▸ Text shown:
Nutrition for Hoof Health

If your horse’s feet aren’t the best they could be, the missing ingredient may be in his diet.

A hoof in poor health, which could be a result of nutrition
Look familiar? If your horse’s feet are less than stellar despite good care, the culprit may be his diet. Photo by CameraCraft/Shutterstock

There’s no denying some horses have lucked out in the genetic lottery with indestructible feet. But if your horse isn’t one of these and struggles to grow a good hoof in spite of regular trims, a good exercise program and a sparklingly clean, dry stall, there may be more you can do, starting with looking into the nutrients that grow healthy feet from the inside out. However, since a horse’s hooves only grow about 1/3 of an inch per month, it can take up to a year to see if nutrition changes are helping hoof health.

The first place to focus is on simple nutrients, such as energy (calories). An underweight horse must direct his energy to the most vital organs, so hooves and coat can suffer as a result. An obese horse is at higher risk of laminitis, which is very destructive to feet in both the short and long term.

A farrier works on a horse's foot
No matter how good the diet, your horse’s feet need regular trimming and good footing to stay at their best. Photo by JNix/Shutterstock

There are dozens of micronutrients present in a horse’s diet. It’s best not to fiddle with them except under the guidance of an equine nutritionist, as imbalance and excess can cause more problems than they solve. For most horse owners, feeding good-quality hay (or pasture) with a concentrate or ration balancer formulated specifically for horses and fed per label directions is the safest way to balance vitamin, mineral and protein input.

▸ Data extract:
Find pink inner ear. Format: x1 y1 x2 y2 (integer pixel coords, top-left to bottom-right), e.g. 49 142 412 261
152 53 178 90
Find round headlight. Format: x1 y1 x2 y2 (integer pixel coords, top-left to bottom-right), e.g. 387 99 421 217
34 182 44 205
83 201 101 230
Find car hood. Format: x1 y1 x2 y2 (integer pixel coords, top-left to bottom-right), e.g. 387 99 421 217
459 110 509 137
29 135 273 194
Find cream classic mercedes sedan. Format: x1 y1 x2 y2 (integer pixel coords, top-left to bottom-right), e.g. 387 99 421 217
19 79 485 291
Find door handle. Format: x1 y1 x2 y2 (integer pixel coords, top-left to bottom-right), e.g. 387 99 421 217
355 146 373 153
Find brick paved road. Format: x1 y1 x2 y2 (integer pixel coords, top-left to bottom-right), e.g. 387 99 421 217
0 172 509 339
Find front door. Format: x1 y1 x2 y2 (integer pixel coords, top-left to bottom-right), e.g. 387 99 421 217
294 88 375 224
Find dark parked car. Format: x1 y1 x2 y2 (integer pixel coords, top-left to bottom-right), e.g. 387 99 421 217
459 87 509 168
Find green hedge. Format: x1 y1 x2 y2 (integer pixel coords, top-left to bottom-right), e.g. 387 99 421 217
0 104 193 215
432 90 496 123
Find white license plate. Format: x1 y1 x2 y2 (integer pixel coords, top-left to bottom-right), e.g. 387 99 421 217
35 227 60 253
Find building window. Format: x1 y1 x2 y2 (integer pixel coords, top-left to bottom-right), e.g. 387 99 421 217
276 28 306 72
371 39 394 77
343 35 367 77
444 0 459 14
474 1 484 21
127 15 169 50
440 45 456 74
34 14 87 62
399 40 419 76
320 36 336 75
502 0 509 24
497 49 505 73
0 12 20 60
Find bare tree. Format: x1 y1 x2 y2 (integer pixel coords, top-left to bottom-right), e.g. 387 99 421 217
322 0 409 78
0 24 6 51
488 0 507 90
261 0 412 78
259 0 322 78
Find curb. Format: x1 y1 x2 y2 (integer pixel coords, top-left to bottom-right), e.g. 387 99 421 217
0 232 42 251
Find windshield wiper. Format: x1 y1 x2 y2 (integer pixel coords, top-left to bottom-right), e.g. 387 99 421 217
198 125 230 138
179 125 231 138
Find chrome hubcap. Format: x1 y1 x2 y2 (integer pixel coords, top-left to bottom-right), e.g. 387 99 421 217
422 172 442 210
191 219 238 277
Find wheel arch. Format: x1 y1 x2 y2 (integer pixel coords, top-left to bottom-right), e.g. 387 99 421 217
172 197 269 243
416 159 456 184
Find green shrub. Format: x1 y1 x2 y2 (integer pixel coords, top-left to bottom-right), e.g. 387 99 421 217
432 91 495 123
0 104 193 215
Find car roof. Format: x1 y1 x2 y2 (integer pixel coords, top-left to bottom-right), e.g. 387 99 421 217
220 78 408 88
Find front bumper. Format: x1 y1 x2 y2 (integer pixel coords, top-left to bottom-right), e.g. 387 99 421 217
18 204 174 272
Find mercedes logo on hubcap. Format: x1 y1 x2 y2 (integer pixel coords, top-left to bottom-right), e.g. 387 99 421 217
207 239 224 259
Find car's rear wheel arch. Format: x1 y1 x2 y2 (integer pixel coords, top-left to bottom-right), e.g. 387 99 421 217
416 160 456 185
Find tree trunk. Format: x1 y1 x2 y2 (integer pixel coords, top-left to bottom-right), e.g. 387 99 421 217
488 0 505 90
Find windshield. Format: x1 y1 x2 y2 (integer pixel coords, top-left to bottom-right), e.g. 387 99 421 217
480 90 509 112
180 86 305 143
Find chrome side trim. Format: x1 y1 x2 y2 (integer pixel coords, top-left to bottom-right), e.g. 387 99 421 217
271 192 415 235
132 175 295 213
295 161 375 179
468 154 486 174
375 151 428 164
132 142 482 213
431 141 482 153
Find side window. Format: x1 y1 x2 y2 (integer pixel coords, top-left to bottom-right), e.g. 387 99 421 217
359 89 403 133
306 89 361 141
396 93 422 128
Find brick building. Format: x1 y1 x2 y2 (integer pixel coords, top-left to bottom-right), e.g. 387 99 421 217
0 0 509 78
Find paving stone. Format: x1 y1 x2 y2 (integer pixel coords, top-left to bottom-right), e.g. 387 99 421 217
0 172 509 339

▸ What you are asked to do:
List every care measure that the hoof health article says a horse may receive while still struggling to grow a good hoof.

▸ Output:
Regular trims
A good exercise program
A sparklingly clean, dry stall